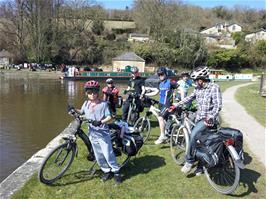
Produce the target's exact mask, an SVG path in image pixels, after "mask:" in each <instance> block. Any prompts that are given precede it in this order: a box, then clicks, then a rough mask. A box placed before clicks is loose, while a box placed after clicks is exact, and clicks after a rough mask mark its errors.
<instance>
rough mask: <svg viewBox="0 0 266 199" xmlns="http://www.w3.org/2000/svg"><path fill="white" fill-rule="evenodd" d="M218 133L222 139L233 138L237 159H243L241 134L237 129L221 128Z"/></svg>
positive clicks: (241, 132) (242, 148) (241, 137)
mask: <svg viewBox="0 0 266 199" xmlns="http://www.w3.org/2000/svg"><path fill="white" fill-rule="evenodd" d="M218 133H219V134H220V135H221V136H222V137H223V139H224V140H225V139H228V138H233V140H234V147H235V149H236V151H237V153H238V155H239V157H241V158H243V157H242V156H243V134H242V132H241V131H239V130H238V129H233V128H229V127H226V128H221V129H219V131H218Z"/></svg>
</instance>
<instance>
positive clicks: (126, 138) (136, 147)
mask: <svg viewBox="0 0 266 199" xmlns="http://www.w3.org/2000/svg"><path fill="white" fill-rule="evenodd" d="M122 144H123V147H122V150H123V152H124V153H126V154H127V155H129V156H134V155H136V154H137V153H138V151H139V149H140V148H141V147H142V145H143V138H142V137H141V135H140V134H139V133H134V134H125V135H124V137H123V139H122Z"/></svg>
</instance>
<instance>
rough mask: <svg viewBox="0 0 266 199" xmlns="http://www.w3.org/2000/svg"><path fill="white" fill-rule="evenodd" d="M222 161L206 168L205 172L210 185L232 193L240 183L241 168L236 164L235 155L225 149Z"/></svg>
mask: <svg viewBox="0 0 266 199" xmlns="http://www.w3.org/2000/svg"><path fill="white" fill-rule="evenodd" d="M221 158H222V159H221V160H220V163H219V164H218V165H217V166H215V167H213V168H208V169H207V168H205V167H204V173H205V175H206V177H207V179H208V182H209V183H210V185H211V186H212V187H213V188H214V189H215V190H216V191H217V192H219V193H222V194H230V193H232V192H234V191H235V190H236V188H237V186H238V184H239V179H240V169H239V168H238V167H237V166H236V164H235V161H234V159H233V155H232V154H231V152H230V151H228V150H227V149H225V151H224V153H223V156H222V157H221Z"/></svg>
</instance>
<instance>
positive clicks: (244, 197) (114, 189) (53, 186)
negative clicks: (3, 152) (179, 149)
mask: <svg viewBox="0 0 266 199" xmlns="http://www.w3.org/2000/svg"><path fill="white" fill-rule="evenodd" d="M239 83H240V82H223V83H221V84H220V85H221V90H225V89H226V88H228V87H230V86H232V85H235V84H239ZM157 126H158V124H157V123H156V122H153V128H152V132H151V133H152V136H151V138H150V140H148V142H147V144H145V145H144V146H143V148H142V149H141V151H140V153H139V154H138V155H137V156H136V157H135V158H133V159H132V160H131V162H130V164H129V165H128V166H127V167H125V168H124V169H123V170H122V174H123V179H124V182H123V183H122V184H121V185H119V186H117V187H115V186H114V182H113V180H111V181H107V182H106V183H102V182H101V181H100V179H99V176H97V175H96V176H95V177H94V178H90V177H89V178H88V177H86V175H83V176H82V175H78V174H79V173H81V172H83V173H84V172H85V173H86V170H87V169H88V162H87V160H86V149H85V147H84V146H83V145H82V144H80V142H79V144H80V145H79V155H78V157H77V158H76V159H75V161H74V163H73V165H72V166H71V168H70V170H69V171H68V172H67V174H66V175H65V176H64V177H63V178H61V179H60V180H59V181H58V182H57V183H56V184H55V185H53V186H47V185H44V184H41V183H40V182H39V181H38V179H37V175H36V174H35V175H33V176H32V178H31V179H30V180H29V181H28V182H27V183H26V184H25V186H24V187H23V188H22V189H21V190H20V191H18V192H17V193H15V195H14V197H13V198H16V199H22V198H47V199H48V198H49V199H50V198H160V199H161V198H229V197H230V198H232V197H233V198H239V197H243V198H263V197H265V194H266V193H265V185H266V183H265V177H264V169H263V168H262V167H261V165H260V164H259V163H257V161H256V160H254V159H252V155H251V154H250V152H249V151H247V152H246V153H245V157H246V162H245V163H246V168H245V169H244V170H242V171H241V180H240V186H239V187H238V189H237V190H236V192H235V193H234V194H233V195H232V196H224V195H221V194H219V193H217V192H215V191H213V190H212V188H211V187H210V185H209V184H208V182H207V179H206V178H205V176H204V175H202V176H199V177H195V176H193V175H188V176H187V177H186V176H185V175H183V174H182V173H181V172H180V168H181V167H180V166H177V165H176V164H175V163H174V161H173V160H172V158H171V156H170V149H169V144H164V145H160V146H157V145H154V144H153V143H154V140H155V139H157V137H158V134H159V128H158V127H157Z"/></svg>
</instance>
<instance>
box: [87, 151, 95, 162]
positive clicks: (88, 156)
mask: <svg viewBox="0 0 266 199" xmlns="http://www.w3.org/2000/svg"><path fill="white" fill-rule="evenodd" d="M87 160H88V161H91V162H92V161H94V160H95V156H94V155H93V154H91V153H89V154H88V155H87Z"/></svg>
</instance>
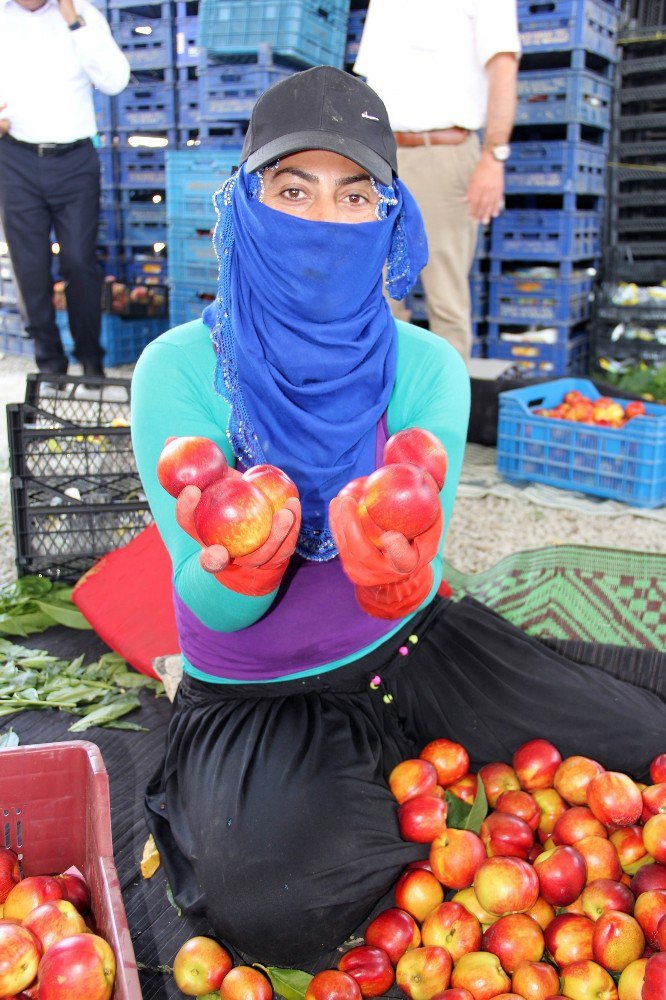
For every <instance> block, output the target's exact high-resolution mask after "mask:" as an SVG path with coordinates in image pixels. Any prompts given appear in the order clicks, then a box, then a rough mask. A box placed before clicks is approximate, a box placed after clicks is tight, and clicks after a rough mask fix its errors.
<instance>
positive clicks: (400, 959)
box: [395, 948, 453, 1000]
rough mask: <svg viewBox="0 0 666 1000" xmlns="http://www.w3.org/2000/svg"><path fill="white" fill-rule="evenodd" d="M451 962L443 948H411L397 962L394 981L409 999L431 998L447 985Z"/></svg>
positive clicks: (410, 999)
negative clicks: (398, 961) (409, 998)
mask: <svg viewBox="0 0 666 1000" xmlns="http://www.w3.org/2000/svg"><path fill="white" fill-rule="evenodd" d="M452 964H453V963H452V962H451V956H450V955H449V953H448V951H447V950H446V949H445V948H413V949H412V950H411V951H406V952H405V954H404V955H403V956H402V958H401V959H400V961H399V962H398V965H397V968H396V970H395V977H396V982H397V984H398V986H399V987H400V989H401V990H402V992H403V993H404V994H405V995H406V996H408V997H409V998H410V1000H433V997H435V996H437V995H438V994H439V993H441V992H442V991H443V990H445V989H446V988H447V987H448V985H449V981H450V978H451V966H452Z"/></svg>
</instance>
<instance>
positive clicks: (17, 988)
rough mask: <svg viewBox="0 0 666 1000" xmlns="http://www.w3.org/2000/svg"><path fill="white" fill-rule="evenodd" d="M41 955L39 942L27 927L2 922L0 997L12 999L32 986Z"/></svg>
mask: <svg viewBox="0 0 666 1000" xmlns="http://www.w3.org/2000/svg"><path fill="white" fill-rule="evenodd" d="M40 955H41V947H40V944H39V941H38V940H37V938H36V937H35V936H34V935H33V934H32V933H31V932H30V931H29V930H28V929H27V927H22V926H21V925H20V924H17V923H14V922H13V921H9V920H0V996H2V997H11V996H13V995H14V994H15V993H20V992H21V990H24V989H25V988H26V987H28V986H30V984H31V983H32V981H33V979H34V978H35V976H36V975H37V966H38V965H39V958H40Z"/></svg>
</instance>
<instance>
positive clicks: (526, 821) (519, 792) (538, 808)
mask: <svg viewBox="0 0 666 1000" xmlns="http://www.w3.org/2000/svg"><path fill="white" fill-rule="evenodd" d="M495 809H496V810H497V812H506V813H511V815H512V816H518V817H519V818H520V819H522V820H523V821H524V822H525V823H527V825H528V826H529V828H530V829H531V830H536V828H537V827H538V825H539V818H540V816H541V810H540V809H539V807H538V805H537V804H536V802H535V800H534V799H533V798H532V796H531V795H530V793H529V792H523V791H519V792H502V794H501V795H500V797H499V798H498V800H497V804H496V806H495Z"/></svg>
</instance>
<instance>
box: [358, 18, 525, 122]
mask: <svg viewBox="0 0 666 1000" xmlns="http://www.w3.org/2000/svg"><path fill="white" fill-rule="evenodd" d="M498 52H515V53H516V54H518V53H519V52H520V36H519V34H518V18H517V13H516V0H409V2H408V3H405V0H370V6H369V8H368V13H367V17H366V20H365V27H364V30H363V35H362V37H361V44H360V46H359V51H358V56H357V59H356V64H355V66H354V71H355V72H356V73H358V74H359V75H360V76H364V77H365V78H366V80H367V82H368V83H369V85H370V86H371V87H372V89H373V90H375V91H377V93H378V94H379V96H380V97H381V99H382V100H383V101H384V103H385V105H386V109H387V111H388V115H389V120H390V122H391V126H392V128H393V129H394V130H395V131H401V132H402V131H404V132H426V131H429V130H431V129H439V128H450V127H451V126H452V125H459V126H461V127H462V128H468V129H472V130H473V131H477V130H478V129H480V128H482V127H483V125H484V124H485V120H486V105H487V100H488V82H487V74H486V72H485V65H486V63H487V62H488V61H489V60H490V59H492V57H493V56H494V55H497V53H498Z"/></svg>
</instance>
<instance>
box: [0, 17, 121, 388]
mask: <svg viewBox="0 0 666 1000" xmlns="http://www.w3.org/2000/svg"><path fill="white" fill-rule="evenodd" d="M129 74H130V69H129V63H128V62H127V59H126V58H125V56H124V54H123V53H122V52H121V50H120V49H119V48H118V46H117V45H116V43H115V42H114V40H113V38H112V37H111V32H110V30H109V26H108V24H107V22H106V21H105V19H104V18H103V17H102V15H101V14H100V13H99V11H98V10H96V8H95V7H93V5H92V4H91V3H89V2H88V0H76V7H75V6H74V2H73V0H0V222H1V223H2V227H3V229H4V232H5V239H6V241H7V244H8V246H9V253H10V256H11V260H12V265H13V268H14V272H15V275H16V281H17V285H18V289H19V293H20V298H21V299H22V301H23V307H24V311H25V319H26V321H27V323H26V326H27V331H28V333H29V334H30V336H31V337H32V339H33V340H34V343H35V360H36V362H37V367H38V368H39V370H40V371H42V372H49V373H65V372H66V371H67V357H66V355H65V353H64V351H63V347H62V343H61V340H60V335H59V333H58V327H57V325H56V321H55V311H54V308H53V279H52V274H51V262H52V258H51V229H53V230H54V231H55V236H56V239H57V241H58V243H59V244H60V247H61V256H60V268H61V272H62V277H63V278H64V279H65V281H66V283H67V312H68V315H69V323H70V329H71V332H72V338H73V340H74V350H75V353H76V357H77V359H78V361H79V362H80V363H81V365H82V366H83V373H84V375H90V376H97V377H100V376H103V375H104V369H103V367H102V357H103V351H102V347H101V345H100V325H101V294H102V287H101V286H102V274H101V270H100V268H99V265H98V263H97V257H96V250H95V248H96V243H97V227H98V223H99V192H100V173H99V157H98V155H97V151H96V149H95V147H94V146H93V143H92V137H93V136H94V135H95V133H96V132H97V126H96V123H95V110H94V107H93V97H92V88H93V86H95V87H97V88H98V90H101V91H102V93H104V94H119V93H120V91H121V90H123V89H124V88H125V87H126V86H127V83H128V81H129Z"/></svg>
○ ○ ○ ○ ○
* _TASK OBJECTIVE_
Return every line of the listing that contains the string "negative". Case counts.

* _EXERCISE RESULT_
negative clicks: (3, 152) (179, 149)
negative clicks: (398, 961) (409, 998)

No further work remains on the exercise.